_ACTIVITY 1:_ Translate this sentence from the news report on keeping the body from decomposing into Spanish: "If we keep the body below zero degrees Celsius, it will become ice," the official said on condition of anonymity.
_ACTIVITY 2:_ According to the news report on keeping the body from decomposing, at what temperatures are bodies kept at the morgue?
_ACTIVITY 3:_ Write the next few paragraphs of the news report on keeping the body from decomposing, picking up after its final sentence.

_GIVEN TEXT:_
A senior official close to the investigation said that the body would either need to be stored at very low temperatures or embalmed by an undertaker to keep it from decomposing.

In the case of ongoing investigations, however, bodies must usually be kept at higher temperatures so they don’t turn to ice.

“If we keep the body below zero degrees Celsius, it will become ice,” the official said on condition of anonymity.

“At the morgue, the bodies are kept at 2 degrees to 8 degrees Celsius. But after one month, there will be a slow process of decomposition,” he added. “If we need to keep the body longer, we have to preserve it.”

In the case of Kim, the body was apparently thawed on several occasions in the course of the probe and had already begun to show signs of decomposition, the New Straits Times reported yesterday.

Hamidi also said that 50 North Koreans working in Sarawak state on Borneo island — home to coal mines which often employ foreign workers — would be deported from Malaysia despite the ban.

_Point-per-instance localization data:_

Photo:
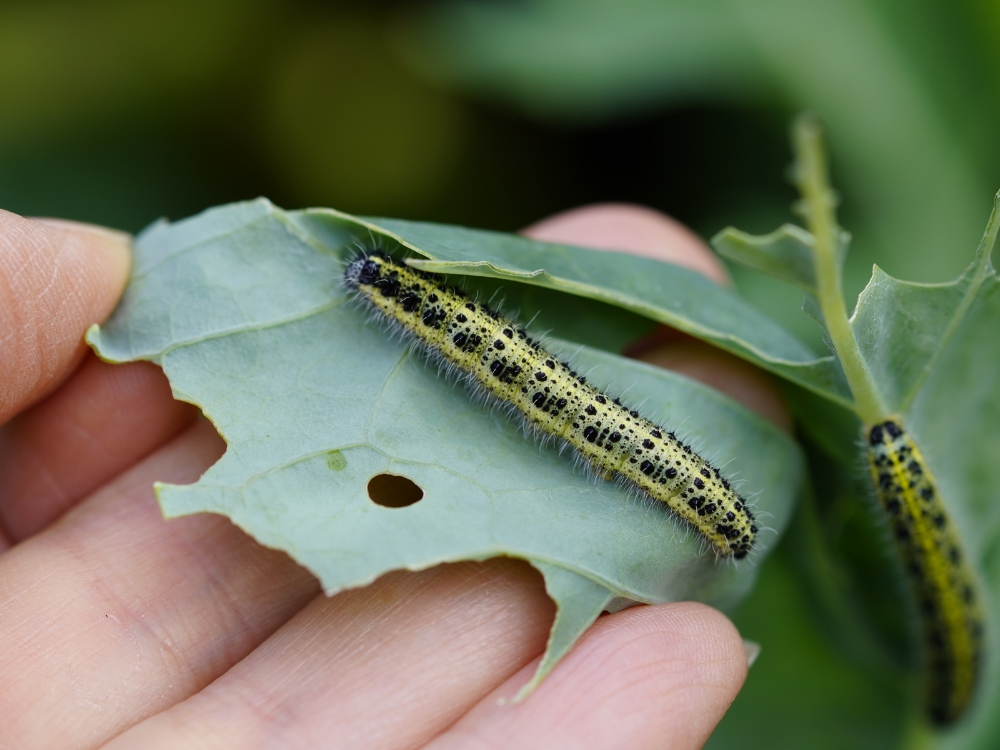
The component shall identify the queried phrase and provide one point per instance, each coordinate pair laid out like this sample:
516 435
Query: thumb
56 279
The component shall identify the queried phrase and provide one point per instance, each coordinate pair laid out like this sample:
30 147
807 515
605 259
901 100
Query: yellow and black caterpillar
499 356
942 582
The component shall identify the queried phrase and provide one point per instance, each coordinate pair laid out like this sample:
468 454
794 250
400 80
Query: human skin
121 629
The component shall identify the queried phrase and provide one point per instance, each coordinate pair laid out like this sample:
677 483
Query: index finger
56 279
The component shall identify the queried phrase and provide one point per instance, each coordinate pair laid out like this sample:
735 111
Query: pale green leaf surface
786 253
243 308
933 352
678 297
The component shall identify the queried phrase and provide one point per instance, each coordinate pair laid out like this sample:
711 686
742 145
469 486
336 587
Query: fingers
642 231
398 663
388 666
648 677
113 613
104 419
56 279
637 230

* * *

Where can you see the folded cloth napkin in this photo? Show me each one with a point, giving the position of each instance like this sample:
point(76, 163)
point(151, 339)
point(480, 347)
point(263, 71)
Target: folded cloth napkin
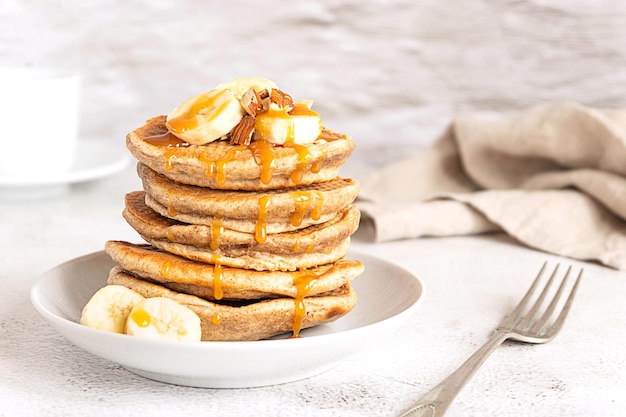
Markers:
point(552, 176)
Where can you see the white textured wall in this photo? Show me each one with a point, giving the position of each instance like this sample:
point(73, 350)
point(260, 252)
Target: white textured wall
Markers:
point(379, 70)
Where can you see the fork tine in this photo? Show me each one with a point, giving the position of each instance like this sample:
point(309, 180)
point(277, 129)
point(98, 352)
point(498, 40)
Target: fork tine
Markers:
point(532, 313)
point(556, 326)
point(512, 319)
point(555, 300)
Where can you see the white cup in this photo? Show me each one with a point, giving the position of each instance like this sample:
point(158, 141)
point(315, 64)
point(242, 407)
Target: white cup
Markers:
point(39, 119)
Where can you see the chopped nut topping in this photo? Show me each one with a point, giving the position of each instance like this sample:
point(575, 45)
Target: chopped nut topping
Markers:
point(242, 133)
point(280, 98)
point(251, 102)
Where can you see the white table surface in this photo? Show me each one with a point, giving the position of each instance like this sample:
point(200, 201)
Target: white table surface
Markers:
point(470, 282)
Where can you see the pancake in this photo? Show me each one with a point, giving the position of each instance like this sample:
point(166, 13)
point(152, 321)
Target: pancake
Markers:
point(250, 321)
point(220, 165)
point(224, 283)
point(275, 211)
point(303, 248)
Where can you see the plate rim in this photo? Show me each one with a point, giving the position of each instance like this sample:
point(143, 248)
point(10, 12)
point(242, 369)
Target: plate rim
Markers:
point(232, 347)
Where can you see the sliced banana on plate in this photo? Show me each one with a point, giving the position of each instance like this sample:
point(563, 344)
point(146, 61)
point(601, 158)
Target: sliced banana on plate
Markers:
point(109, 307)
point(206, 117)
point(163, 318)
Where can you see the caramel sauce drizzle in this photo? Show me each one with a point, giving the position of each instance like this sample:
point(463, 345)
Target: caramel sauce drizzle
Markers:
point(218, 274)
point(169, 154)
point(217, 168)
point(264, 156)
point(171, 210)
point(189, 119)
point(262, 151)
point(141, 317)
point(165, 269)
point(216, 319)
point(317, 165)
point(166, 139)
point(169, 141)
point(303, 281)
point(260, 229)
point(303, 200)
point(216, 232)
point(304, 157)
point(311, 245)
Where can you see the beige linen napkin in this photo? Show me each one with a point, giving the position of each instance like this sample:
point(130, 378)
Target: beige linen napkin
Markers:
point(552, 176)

_TASK ANSWER 1:_ «Si mantenemos el cuerpo por debajo de cero grados Celsius, se convertirá en hielo», dijo el funcionario bajo condición de anonimato.

_TASK ANSWER 2:_ At 2 to 8 degrees Celsius.

_TASK ANSWER 3:_
“We will send the North Korean workers in Sarawak who have exceeded their visa back to Pyongyang for overstaying,” he said. “They will be deported soon.”

He did not say why the government had decided on the expulsion despite Kuala Lumpur’s bar on North Koreans leaving the country — a tit-for-tat measure imposed after Pyongyang banned Malaysians leaving last week.

The diplomatic crisis erupted last month after North Korea attacked Malaysia’s investigation as an attempt to smear the country. Three Malaysian embassy staff and six family members are now stranded in Pyongyang.